++++ Provided entries
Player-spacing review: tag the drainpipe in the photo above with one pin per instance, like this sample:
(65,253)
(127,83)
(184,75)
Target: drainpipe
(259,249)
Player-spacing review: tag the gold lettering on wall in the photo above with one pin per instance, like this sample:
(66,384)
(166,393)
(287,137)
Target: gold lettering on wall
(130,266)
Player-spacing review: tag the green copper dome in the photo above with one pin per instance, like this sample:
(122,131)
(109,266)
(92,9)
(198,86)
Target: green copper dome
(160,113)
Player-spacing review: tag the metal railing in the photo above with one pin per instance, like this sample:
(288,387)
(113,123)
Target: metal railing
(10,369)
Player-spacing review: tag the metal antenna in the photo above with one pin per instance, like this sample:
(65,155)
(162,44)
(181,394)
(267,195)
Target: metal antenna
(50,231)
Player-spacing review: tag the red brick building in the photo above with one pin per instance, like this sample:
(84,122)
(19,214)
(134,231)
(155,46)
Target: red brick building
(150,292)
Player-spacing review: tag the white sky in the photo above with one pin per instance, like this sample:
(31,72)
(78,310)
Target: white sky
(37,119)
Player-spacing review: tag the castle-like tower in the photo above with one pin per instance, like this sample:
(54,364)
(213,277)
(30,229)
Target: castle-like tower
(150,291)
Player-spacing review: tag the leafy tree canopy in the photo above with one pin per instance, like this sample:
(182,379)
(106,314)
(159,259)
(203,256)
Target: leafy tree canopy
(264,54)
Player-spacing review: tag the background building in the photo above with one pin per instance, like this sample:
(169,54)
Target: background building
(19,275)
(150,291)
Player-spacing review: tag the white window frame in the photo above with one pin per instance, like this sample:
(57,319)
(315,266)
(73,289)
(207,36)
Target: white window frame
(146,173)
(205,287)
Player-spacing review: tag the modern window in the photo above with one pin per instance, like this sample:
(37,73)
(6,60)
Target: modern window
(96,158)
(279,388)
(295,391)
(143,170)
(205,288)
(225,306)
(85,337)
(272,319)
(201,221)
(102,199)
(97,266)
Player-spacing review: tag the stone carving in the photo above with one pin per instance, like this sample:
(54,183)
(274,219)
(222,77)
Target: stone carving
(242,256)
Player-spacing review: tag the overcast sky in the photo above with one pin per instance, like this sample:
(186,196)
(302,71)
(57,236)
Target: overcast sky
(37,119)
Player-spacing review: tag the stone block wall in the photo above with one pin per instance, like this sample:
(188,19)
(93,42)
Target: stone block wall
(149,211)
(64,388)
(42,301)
++++++++
++++ Provided entries
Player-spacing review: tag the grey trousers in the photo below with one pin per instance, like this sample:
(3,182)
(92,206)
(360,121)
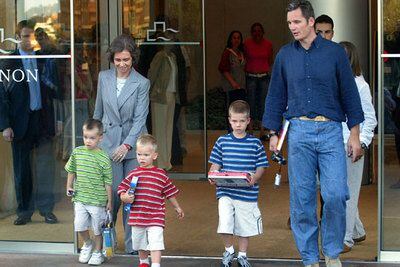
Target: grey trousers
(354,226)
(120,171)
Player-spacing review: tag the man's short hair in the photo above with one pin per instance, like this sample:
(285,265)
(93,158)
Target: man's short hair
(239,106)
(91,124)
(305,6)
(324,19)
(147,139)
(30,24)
++++++++
++++ Provided entries
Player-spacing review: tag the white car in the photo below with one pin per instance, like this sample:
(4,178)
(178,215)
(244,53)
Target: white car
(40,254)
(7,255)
++++++++
What needs to be done. Gather every line in the listing above that contains the string "antenna".

Solution.
Player-spacing review: tag the metal antenna in the photo above with one pin per instance, like this sample:
Target: metal antenna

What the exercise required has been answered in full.